[START Data listing]

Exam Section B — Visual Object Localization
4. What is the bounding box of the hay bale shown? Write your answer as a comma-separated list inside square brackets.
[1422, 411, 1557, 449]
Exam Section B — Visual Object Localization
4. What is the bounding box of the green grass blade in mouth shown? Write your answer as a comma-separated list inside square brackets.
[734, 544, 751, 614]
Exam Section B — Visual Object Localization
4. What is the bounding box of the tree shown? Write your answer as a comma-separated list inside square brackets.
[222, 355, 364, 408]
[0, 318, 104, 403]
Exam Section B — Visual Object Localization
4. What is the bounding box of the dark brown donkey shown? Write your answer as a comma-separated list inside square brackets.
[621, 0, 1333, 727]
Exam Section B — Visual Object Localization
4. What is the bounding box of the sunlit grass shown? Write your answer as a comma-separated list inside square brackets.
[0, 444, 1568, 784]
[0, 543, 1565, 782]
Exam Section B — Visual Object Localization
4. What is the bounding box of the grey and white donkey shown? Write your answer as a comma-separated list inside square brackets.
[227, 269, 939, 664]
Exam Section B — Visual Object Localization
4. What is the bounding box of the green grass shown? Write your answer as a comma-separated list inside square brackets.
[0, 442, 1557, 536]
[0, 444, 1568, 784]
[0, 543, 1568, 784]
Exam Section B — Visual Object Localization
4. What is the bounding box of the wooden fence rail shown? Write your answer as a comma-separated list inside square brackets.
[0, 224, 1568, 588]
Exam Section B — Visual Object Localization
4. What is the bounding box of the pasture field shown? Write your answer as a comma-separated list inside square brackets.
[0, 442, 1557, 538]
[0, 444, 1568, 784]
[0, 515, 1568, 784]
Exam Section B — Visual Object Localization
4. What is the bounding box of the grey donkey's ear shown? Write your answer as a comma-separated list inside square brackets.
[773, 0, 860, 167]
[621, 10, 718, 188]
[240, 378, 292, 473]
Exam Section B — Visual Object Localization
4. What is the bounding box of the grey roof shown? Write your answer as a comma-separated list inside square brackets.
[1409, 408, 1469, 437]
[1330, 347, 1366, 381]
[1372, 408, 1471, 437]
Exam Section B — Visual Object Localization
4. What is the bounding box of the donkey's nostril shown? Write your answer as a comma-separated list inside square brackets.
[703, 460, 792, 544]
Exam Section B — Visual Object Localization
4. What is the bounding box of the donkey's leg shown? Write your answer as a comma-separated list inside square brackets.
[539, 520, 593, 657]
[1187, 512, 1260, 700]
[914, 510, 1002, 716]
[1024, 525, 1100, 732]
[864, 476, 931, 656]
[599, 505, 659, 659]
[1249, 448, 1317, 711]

[END Data listing]

**Exercise directions**
Can you reproduce the data above with every "Exam Section B" swapped for "Practice Round C" and nothing else altered?

**Answer to this task**
Practice Round C — Visual Object Localization
4. What is the bounding box of the hay bale shown? Write your answer as a comma-separated list inside square brackets.
[1422, 411, 1557, 449]
Practice Round C — Visual Object Localization
4. What is the bounding box of the green grass blade in mouth shown? Write your answer as a comma-separated list inside square brackets.
[734, 544, 751, 614]
Practice Round C — Visual Object Localization
4. What is the bounding box of the tree shown? Write your answer as a comma-separated list inside square brackets.
[222, 355, 364, 408]
[0, 318, 104, 403]
Practice Round C — Visual Object Localization
4. What is the bounding box of the dark brown donkey shown? Write your answer as a comma-separated list inside square brackets.
[621, 0, 1333, 727]
Practice Round C — Visual Object Localization
4. What is the bounding box of the sunlit grass shown? Write your answer as a comma-separated list inside square brackets.
[0, 444, 1568, 784]
[0, 543, 1565, 782]
Practice Round C — Visual Object Localization
4. What is the bounding box of the grey and white donkey shown? Write your answer as a comma-separated list inside square brackets.
[227, 269, 939, 664]
Practice Round C — Visual Object Localization
4. What is the bounding box of the green grass shown? Write your answer as a comma-separated list inside square brackets.
[0, 442, 1557, 536]
[0, 444, 1568, 784]
[0, 543, 1568, 784]
Practice Round C — Visual Object Localization
4. What is the bounding box of the wooden fence rail shown? Write your answer as a comma-separated list inside square brackets.
[0, 224, 1568, 588]
Practice Round C — Visual Object Localization
4. What is the bounding box of the pasture field shown? Write your answer as a comma-separated list inside square brackets.
[0, 442, 1557, 538]
[0, 444, 1568, 784]
[0, 515, 1568, 784]
Practice Round C — Visual Object Localization
4. What is the bounding box of the grey donkey's ear shown? Write your answer as a comma-separated list inside square brackets.
[773, 0, 860, 167]
[621, 10, 718, 188]
[240, 378, 292, 473]
Practice Round C — Visual Object Localization
4. What is the bounding box of the grey roof shown? Write your answer as a comma-separated list inside square brackets.
[1409, 408, 1469, 437]
[1330, 347, 1366, 381]
[1372, 408, 1471, 437]
Practice Round C — Visual Object Localization
4. What is the bounding box of the donkey's nostril shown? Write your answer as a comma-separated list inside square brackets.
[703, 460, 792, 544]
Practice Round C — Visual Object Localization
4. What is the bounding box of the donkey's leg shown? Write your answer as a comma-separated list inside square brackets.
[539, 520, 593, 657]
[1187, 512, 1260, 700]
[914, 510, 1002, 716]
[1024, 525, 1100, 732]
[864, 476, 931, 656]
[599, 505, 659, 659]
[1249, 448, 1317, 711]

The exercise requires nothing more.